■ **Verplichte opdracht 1**
Haal uit de lijst elke regel waarin de tekenreeks "shelf" voorkomt en neem die regels over.

■ **Gekozen fragment**
Arnold Heumakers
Gijs IJlander. De lichtval. Veen
`De uil van Minerva begint pas zijn vlucht op het moment waarop het duister invalt', schrijft Hegel in het voorwoord bij zijn Rechtsphilosophie. Het is - letterlijk en figuurlijk - een gevleugeld woord geworden, waaraan ik moest denken bij het lezen van Gijs IJlanders nieuwe roman De lichtval. Ook daarin komt een uil voor die - althans in de verbeelding van de hoofdpersoon - kennis en wijsheid belichaamt: `Zolang het uiltje `s nachts nog keffend rond het huis vloog bestond de kans dat zij iets kon
doorgronden. Ze benijdde het dier om zijn vanzelfsprekende kennis'.
Bij Hegel verbeeldt de nachtelijke uil het inzicht dat filosofische kennis geen voorspellende waarde heeft, maar alleen kan slaan op dat wat voorbij is. Bij IJlander verwijst het uiltje naar heel wat troebeler sferen, al blijft ook daar de associatie met Hegel haar zin behouden. Zijn hoofdpersoon Hedda, een ongeveer dertigjarige vrouw met onmiskenbaar schizofrene trekken, identificeert zich met het uiltje dat zij een bijzondere kennis toedicht. Ook zij wil zo'n soort kennis verwerven, het `geheim' doorgronden, een `waarheid' onthullen, maar haar verlangen leidt niet - zoals bij Hegel - tot een `absoluut weten'.

■ **Gegevensregels**

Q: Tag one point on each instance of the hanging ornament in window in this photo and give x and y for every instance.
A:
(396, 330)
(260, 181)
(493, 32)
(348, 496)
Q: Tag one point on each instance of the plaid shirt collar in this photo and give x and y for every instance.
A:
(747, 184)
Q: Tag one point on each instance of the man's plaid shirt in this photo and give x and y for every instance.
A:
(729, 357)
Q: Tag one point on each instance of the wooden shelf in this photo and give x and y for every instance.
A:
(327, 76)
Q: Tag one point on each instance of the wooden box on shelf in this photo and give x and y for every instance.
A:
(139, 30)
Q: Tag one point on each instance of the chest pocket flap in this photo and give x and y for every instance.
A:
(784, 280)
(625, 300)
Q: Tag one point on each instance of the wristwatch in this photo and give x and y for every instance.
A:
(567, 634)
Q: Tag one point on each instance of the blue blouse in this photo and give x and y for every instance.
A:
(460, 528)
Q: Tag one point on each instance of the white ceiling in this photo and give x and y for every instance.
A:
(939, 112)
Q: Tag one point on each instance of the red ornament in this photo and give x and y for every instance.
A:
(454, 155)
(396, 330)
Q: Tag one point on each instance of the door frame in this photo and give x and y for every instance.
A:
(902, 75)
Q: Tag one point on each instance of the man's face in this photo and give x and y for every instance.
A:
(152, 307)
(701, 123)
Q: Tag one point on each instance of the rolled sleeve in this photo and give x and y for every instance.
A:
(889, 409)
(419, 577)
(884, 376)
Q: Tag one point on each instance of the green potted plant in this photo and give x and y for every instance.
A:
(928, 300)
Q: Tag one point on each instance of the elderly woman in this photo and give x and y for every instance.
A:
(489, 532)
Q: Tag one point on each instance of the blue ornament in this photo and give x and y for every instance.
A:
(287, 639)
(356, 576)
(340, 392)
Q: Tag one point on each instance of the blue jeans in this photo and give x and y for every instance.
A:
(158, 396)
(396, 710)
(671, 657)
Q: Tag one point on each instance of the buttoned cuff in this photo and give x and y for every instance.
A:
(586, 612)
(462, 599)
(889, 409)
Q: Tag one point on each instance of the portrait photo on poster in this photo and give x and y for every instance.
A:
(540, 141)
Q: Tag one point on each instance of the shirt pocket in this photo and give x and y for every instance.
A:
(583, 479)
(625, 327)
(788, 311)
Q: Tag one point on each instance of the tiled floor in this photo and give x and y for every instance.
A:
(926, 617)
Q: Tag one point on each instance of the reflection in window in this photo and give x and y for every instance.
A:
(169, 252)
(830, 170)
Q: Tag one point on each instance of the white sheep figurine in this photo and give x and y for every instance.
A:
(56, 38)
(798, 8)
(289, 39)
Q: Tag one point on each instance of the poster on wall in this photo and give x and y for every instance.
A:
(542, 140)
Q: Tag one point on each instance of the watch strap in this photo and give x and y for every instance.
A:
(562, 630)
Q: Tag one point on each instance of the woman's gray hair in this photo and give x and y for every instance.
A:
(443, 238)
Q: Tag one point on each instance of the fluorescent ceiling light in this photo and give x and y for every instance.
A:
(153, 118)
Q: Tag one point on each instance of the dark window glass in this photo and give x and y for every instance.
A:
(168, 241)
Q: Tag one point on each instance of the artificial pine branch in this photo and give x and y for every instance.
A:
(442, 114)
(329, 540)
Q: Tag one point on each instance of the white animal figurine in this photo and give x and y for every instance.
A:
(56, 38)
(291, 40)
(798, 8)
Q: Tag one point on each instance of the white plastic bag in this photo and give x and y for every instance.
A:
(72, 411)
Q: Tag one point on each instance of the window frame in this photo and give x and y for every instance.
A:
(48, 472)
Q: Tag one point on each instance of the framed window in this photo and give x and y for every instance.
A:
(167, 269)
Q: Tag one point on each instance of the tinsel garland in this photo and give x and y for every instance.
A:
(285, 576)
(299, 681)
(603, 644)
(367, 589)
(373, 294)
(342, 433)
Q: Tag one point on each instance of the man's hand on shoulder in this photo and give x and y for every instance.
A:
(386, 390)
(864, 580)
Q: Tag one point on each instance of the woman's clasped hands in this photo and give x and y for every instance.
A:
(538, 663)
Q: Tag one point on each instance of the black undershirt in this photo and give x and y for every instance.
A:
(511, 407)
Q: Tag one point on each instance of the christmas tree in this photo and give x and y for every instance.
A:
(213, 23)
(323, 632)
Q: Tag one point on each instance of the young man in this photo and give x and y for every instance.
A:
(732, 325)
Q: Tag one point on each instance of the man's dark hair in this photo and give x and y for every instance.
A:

■ **Verplichte opdracht 2**
Vertaal de volgende zin uit de recensie hierboven in het Engels: "Bij Hegel verbeeldt de nachtelijke uil het inzicht dat filosofische kennis geen voorspellende waarde heeft, maar alleen kan slaan op dat wat voorbij is."

■ **Oefenresultaat 1**
Q: Tag one point on each instance of the wooden shelf in this photo and give x and y for every instance.
Q: Tag one point on each instance of the wooden box on shelf in this photo and give x and y for every instance.

■ **Oefenresultaat 2**
In Hegel, the nocturnal owl represents the insight that philosophical knowledge has no predictive value but can only refer to what is past.